[Begin]
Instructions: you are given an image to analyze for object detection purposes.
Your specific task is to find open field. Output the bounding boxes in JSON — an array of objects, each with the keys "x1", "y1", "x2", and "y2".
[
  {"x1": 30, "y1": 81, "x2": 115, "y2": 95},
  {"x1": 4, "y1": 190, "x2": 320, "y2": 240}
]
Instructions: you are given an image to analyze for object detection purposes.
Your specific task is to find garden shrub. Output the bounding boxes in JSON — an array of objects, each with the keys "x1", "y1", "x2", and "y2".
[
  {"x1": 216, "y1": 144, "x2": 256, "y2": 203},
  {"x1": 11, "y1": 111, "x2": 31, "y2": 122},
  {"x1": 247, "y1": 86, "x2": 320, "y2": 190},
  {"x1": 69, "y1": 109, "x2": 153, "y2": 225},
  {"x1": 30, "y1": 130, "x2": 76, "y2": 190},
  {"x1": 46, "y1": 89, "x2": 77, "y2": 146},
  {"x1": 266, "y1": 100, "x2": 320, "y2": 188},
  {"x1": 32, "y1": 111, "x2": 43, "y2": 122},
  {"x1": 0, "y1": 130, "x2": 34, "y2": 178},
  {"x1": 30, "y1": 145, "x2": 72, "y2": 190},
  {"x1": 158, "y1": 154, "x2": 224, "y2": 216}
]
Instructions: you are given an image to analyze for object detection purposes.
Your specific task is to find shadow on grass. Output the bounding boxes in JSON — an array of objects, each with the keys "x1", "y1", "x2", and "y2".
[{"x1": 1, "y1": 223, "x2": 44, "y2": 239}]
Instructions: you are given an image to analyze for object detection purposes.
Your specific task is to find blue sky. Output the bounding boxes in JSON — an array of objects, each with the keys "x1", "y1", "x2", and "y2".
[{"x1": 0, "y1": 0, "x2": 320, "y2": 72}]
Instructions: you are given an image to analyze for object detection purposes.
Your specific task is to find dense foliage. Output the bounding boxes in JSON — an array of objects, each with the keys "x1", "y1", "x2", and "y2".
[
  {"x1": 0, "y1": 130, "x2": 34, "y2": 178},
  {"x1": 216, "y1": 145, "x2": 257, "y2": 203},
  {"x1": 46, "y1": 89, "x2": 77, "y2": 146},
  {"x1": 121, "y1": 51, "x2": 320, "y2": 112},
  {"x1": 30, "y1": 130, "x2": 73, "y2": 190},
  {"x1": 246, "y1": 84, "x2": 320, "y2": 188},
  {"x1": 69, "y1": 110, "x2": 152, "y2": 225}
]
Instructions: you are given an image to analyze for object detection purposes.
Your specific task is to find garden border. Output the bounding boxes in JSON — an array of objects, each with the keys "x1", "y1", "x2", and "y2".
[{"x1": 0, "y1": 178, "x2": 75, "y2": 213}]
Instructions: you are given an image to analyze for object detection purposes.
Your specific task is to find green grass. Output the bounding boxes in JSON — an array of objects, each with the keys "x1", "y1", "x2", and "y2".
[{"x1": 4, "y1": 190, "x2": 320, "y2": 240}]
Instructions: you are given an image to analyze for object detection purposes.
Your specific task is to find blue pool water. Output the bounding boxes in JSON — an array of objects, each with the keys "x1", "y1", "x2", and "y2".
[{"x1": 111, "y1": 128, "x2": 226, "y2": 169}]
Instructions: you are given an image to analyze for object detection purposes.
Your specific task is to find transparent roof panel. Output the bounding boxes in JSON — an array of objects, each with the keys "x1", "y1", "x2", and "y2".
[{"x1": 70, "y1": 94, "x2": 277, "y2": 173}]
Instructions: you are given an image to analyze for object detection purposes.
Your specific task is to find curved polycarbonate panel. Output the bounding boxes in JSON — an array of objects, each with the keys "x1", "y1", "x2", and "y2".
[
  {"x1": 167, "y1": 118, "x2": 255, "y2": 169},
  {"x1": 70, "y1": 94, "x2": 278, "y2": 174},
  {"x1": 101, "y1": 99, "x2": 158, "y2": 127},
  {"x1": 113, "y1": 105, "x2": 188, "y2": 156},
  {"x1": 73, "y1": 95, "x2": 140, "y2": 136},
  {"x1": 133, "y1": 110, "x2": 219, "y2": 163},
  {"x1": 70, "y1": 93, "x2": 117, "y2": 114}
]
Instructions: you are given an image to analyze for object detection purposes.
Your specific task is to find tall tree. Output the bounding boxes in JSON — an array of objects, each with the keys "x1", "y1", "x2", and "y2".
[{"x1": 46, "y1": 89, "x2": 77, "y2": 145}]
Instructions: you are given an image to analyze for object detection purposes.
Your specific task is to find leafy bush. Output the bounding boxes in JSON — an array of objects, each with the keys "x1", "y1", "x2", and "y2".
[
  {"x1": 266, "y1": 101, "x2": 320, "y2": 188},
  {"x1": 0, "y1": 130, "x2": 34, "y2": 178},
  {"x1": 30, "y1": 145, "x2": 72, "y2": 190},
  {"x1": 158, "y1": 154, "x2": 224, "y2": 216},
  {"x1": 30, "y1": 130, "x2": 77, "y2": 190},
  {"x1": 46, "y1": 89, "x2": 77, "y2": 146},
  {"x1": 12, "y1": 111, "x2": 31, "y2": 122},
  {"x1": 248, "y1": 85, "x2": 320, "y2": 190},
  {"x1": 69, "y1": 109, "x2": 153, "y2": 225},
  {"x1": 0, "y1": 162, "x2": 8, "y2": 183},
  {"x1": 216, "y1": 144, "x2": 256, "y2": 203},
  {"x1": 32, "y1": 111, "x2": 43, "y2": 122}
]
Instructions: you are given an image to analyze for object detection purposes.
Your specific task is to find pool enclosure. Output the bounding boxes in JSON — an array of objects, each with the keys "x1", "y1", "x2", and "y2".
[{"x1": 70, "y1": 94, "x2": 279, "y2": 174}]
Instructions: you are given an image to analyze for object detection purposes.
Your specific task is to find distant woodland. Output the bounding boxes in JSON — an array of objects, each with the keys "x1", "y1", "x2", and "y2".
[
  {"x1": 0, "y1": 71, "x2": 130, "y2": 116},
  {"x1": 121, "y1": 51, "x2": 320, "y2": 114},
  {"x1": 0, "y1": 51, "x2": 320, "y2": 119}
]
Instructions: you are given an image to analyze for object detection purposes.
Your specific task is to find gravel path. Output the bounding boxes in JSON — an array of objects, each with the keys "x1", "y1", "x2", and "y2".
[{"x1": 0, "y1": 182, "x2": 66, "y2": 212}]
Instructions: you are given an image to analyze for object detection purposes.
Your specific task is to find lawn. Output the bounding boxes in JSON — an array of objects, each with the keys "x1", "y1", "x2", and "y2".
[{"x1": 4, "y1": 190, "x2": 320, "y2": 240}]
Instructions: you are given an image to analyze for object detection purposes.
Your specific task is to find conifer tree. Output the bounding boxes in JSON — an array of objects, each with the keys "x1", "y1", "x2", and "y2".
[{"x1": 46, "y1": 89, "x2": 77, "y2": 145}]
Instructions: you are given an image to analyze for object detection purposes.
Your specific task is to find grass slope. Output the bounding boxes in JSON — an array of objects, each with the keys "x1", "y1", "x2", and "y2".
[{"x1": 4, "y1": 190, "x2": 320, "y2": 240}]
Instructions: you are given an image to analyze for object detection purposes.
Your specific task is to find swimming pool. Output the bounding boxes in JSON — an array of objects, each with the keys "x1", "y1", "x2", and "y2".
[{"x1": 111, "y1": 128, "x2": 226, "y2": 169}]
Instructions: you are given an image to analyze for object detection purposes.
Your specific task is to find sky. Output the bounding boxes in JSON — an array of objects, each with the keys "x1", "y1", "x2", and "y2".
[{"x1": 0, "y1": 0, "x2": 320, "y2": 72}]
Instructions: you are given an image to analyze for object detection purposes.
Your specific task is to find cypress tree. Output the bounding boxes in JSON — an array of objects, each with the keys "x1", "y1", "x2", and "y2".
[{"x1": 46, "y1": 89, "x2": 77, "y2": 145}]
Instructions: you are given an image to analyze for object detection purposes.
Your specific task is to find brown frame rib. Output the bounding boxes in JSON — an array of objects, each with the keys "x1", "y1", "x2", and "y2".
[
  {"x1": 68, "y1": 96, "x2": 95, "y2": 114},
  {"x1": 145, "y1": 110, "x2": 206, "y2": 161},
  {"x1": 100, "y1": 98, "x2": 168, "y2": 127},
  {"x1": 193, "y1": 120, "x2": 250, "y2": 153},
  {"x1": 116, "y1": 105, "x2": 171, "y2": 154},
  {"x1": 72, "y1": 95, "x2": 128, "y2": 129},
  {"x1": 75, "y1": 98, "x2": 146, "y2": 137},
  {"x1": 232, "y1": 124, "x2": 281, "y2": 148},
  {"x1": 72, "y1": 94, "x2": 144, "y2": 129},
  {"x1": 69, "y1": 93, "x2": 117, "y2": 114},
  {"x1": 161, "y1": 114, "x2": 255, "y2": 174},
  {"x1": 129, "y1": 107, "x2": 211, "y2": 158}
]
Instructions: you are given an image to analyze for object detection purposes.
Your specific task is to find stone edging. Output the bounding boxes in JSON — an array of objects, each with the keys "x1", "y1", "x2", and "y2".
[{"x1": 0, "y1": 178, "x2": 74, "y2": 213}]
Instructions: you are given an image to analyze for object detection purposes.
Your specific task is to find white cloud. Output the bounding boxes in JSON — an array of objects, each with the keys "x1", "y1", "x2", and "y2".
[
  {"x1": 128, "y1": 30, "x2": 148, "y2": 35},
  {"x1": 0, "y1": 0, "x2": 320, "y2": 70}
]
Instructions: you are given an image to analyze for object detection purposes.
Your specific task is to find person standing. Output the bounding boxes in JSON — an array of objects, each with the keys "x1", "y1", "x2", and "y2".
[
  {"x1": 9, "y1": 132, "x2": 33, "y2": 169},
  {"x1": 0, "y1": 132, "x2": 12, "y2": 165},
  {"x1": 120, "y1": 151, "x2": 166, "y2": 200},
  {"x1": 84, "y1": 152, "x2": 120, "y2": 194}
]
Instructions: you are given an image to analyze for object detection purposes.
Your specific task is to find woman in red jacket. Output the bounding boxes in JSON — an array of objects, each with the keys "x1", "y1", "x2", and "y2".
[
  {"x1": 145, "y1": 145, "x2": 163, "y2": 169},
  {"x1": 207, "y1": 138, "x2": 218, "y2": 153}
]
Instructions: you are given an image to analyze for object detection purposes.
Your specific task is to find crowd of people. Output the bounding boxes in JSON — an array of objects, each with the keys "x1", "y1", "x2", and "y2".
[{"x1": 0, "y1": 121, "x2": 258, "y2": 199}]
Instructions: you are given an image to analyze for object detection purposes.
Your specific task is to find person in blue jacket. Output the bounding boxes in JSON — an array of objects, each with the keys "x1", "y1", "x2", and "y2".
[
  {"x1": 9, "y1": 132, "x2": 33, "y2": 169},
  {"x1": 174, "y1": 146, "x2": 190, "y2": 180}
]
[End]
- [Exercise instructions] Select every line of the records above that contains the string "pool", and copy each of those lines in full.

- [Exercise solution]
Your specific task is to find blue pool water. Output the bounding boxes in JSON — an array of objects, each with the keys "x1", "y1", "x2", and "y2".
Your specific task is to find pool enclosure. Output the bounding boxes in JSON — an array of objects, each with the keys "x1", "y1", "x2", and "y2".
Your specific task is to find swimming pool. Output the bounding boxes in JSON — an array of objects, each with the keys "x1", "y1", "x2", and "y2".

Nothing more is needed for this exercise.